Count the lines in the records below that contain the string "headlight". Reply with that number alone.
-- Start --
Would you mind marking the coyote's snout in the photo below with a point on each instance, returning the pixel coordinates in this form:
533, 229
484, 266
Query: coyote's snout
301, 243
-- End --
-- Start --
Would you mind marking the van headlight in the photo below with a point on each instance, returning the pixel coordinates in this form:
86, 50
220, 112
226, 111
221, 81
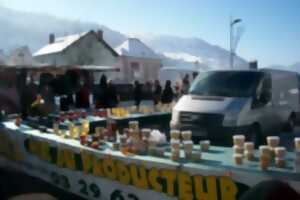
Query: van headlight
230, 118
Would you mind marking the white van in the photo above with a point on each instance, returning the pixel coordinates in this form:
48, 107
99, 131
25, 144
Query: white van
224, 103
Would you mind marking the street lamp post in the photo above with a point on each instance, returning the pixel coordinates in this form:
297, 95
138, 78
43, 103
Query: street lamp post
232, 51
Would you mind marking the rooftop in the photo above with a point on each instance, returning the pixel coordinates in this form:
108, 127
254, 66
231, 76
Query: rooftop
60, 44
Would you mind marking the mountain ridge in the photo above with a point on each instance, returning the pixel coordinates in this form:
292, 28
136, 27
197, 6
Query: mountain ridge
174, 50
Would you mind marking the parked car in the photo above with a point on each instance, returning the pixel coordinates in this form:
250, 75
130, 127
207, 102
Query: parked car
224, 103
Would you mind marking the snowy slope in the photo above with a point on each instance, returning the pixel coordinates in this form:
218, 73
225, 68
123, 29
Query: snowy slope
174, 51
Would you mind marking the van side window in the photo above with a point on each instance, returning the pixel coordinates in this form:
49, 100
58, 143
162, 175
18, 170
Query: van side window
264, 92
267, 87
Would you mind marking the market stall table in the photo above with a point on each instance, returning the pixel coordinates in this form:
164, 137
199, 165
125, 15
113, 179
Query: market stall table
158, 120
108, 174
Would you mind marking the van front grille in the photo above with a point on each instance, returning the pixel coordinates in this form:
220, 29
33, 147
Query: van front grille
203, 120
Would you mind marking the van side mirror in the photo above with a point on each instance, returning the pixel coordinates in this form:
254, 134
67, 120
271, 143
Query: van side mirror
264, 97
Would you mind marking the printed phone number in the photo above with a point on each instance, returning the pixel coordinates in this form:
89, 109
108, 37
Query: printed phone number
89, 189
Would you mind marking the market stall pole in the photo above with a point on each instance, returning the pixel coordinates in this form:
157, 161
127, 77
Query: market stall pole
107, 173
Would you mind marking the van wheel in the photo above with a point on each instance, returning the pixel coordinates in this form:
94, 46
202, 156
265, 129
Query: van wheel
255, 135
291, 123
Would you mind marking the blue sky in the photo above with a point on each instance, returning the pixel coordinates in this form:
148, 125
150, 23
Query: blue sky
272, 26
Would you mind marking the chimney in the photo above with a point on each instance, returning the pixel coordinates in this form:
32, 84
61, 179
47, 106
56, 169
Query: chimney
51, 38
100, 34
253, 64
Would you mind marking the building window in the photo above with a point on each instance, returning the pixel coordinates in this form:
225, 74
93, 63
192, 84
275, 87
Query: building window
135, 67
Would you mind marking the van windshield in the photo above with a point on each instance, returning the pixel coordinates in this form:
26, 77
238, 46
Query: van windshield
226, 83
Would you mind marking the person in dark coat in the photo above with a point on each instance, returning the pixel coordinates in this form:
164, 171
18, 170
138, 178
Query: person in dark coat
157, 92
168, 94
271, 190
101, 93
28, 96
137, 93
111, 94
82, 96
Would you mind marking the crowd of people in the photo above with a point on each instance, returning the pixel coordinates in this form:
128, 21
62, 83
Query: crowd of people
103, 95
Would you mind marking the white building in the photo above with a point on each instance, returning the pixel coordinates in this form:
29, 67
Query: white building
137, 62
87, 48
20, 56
-- End --
-- Start --
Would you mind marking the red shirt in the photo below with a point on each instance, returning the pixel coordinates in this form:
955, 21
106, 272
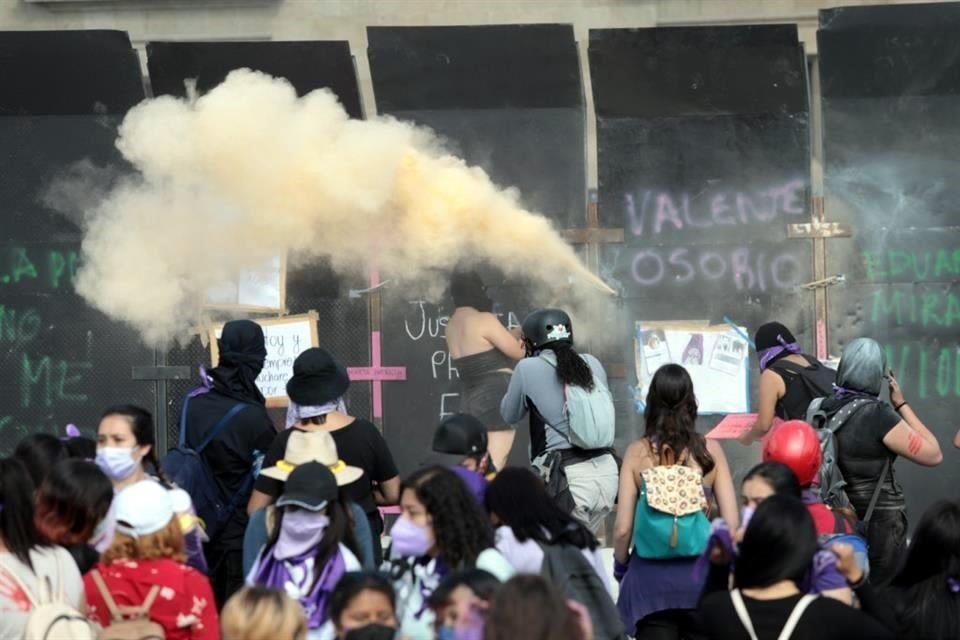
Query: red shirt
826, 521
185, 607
-- End --
## Worked answer:
2